ADR-021: Observability & Error Handling

Status: Planning Owner: @bilal @deen Date: 2026-02-15

Why This Needs an ADR

Envo handles tenant emergencies (gas leaks, flooding, no heating). If the system fails silently — a webhook doesn’t process, an LLM call times out, an event doesn’t publish — tenants don’t get help and landlords don’t know.

Currently:

  • Sentry DSN is listed as “optional” in the CI/CD doc
  • No structured logging strategy
  • ADR-013 has correlation IDs but no unified tracing
  • No LLM cost/latency monitoring
  • No alerting for critical failures
  • console.error is the primary error handling pattern

What Needs Monitoring

Tier 1: Safety-Critical (must alert immediately)

SignalWhyAlert
Webhook processing failures (Twilio, VAPI)Tenant messages lostSlack + SMS to on-call
Emergency detection failuresGas leak not flaggedSlack + SMS
Issue creation failuresTenant reported but nothing loggedSlack
LLM provider complete outageNo AI responses at allSlack

Tier 2: Operational (alert within hours)

SignalWhyAlert
Event publish failures > 10%n8n/notifications degradedSlack
LLM latency p95 > 5sTenant experience degradedSlack
Error rate > 5% on any endpointSomething brokenSlack
Cron job missed scheduled runCleanup/alerts not happeningSlack
Database connection pool exhaustionApp will fail soonSlack

Tier 3: Business Intelligence (daily/weekly review)

SignalWhy
LLM cost per day/weekBudget tracking
LLM token usage by modelOptimisation
Conversation volume by channelGrowth tracking
Issue creation rateProduct health
RAG retrieval quality metricsAI quality

Options for Error Tracking

OptionCostEffortNotes
Sentry (free tier)Free (5K events/mo)Low — SDK installBest DX, source maps, breadcrumbs
Vercel Analytics + LogsIncluded in ProZeroBasic, no alerting
Axiom (via Vercel integration)Free tierLowGood for logs, integrates with Vercel
BetterStack (Logtail)Free tierLowStructured logging + uptime monitoring

Recommendation: Sentry for errors + Vercel logs for general observability. Add structured logging later.

Structured Logging

Replace console.log/error with structured JSON logs:

// Before
console.error('Failed to process message', error)
 
// After
logger.error('webhook.process_failed', {
  channel: 'whatsapp',
  conversationId,
  error: error.message,
  correlationId,  // From ADR-013
})

Minimum fields per log entry:

  • timestamp, level, event (dot-notation like webhook.process_failed)
  • correlationId (links related operations)
  • organisationId (for multi-tenant debugging)
  • userId or tenantId (who triggered it)
++++++++
• **EXERCISES TO COMPLETE**:
• A. Rewrite the paragraph in the observability ADR that begins "Envo handles tenant emergencies" as a short bulleted list, keeping its main facts.
• B. According to the observability ADR, what is recommended alongside Sentry for errors?
• C. Write the next part of the observability ADR, picking up after its final line.

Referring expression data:
++++++++
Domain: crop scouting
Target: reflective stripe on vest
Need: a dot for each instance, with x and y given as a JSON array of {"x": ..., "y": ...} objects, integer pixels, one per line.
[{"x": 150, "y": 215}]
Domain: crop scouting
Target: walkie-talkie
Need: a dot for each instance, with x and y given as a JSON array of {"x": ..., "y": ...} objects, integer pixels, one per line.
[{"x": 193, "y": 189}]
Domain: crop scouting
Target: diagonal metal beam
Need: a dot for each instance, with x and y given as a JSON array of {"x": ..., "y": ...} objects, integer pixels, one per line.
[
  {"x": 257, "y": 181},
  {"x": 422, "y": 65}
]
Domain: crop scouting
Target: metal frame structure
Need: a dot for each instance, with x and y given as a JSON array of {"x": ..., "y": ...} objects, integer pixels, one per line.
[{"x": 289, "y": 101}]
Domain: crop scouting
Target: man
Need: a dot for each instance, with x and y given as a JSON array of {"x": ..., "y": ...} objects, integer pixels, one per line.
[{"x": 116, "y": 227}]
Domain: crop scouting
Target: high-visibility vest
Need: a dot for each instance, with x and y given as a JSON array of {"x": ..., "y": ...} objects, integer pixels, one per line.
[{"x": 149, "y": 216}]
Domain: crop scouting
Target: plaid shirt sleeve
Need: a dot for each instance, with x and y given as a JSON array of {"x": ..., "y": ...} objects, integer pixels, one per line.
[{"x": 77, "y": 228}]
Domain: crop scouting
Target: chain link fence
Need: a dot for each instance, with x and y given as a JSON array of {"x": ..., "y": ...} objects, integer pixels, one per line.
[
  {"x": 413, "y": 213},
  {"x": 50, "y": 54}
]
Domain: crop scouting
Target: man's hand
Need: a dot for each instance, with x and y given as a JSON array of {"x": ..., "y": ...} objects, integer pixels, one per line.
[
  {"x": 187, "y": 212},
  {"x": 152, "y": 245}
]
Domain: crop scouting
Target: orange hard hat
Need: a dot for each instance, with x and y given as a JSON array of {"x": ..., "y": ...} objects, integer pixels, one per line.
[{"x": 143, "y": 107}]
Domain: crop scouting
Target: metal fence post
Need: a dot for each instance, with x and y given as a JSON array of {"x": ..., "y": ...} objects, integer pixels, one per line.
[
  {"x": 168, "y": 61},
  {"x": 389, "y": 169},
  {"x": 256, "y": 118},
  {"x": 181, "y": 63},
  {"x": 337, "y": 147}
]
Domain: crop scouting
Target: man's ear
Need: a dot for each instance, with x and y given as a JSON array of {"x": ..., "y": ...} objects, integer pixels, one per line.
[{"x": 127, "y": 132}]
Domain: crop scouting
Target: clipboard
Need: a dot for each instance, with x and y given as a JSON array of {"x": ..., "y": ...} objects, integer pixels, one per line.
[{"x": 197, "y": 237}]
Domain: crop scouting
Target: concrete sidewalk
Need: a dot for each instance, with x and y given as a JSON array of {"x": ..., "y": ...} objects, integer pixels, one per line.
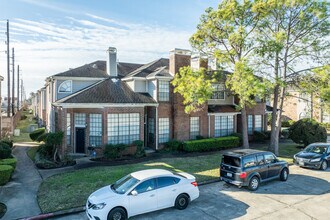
[{"x": 20, "y": 194}]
++++++++
• **ACTIVITY ANSWERS**:
• A.
- Envo handles tenant emergencies such as gas leaks, flooding and no heating.
- The system can fail silently: a webhook doesn't process, an LLM call times out, or an event doesn't publish.
- When that happens, tenants don't get help and landlords don't know.

• B. Vercel logs for general observability.

• C.
LLM Monitoring

LLM calls are the most expensive and least predictable part of the stack. Need to track:

// Wrapper around every LLM call
const result = await withLLMMonitoring({
  provider: 'anthropic',
  model: 'claude-haiku-4-5-20251001',
  purpose: 'intent_classification',  // or 'tool_use', 'rag_response', 'rerank'
  organisationId,
}, async () => {
  return anthropic.messages.create(...)
})
 
// Logs: provider, model, purpose, input_tokens, output_tokens, latency_ms, success, error

This enables:

  • Cost breakdown by purpose (how much does reranking cost vs responses?)
  • Latency tracking per model
  • Failure rate per provider (trigger fallback alerts)
  • Per-org cost tracking (for BYOAK billing, ADR-014 White-Label & BYOAK)

Request Tracing

ADR-013 already has correlation_id on domain events. Extend to full request tracing:

Twilio webhook → correlationId generated
  → processInboundMessage (same correlationId)
    → identifyTenant (same correlationId)
    → LLM tool use call (same correlationId)
    → createIssue (same correlationId)
    → emit domain event (same correlationId)
    → notifyLandlord (same correlationId)

When something fails, search by correlationId to see the full chain.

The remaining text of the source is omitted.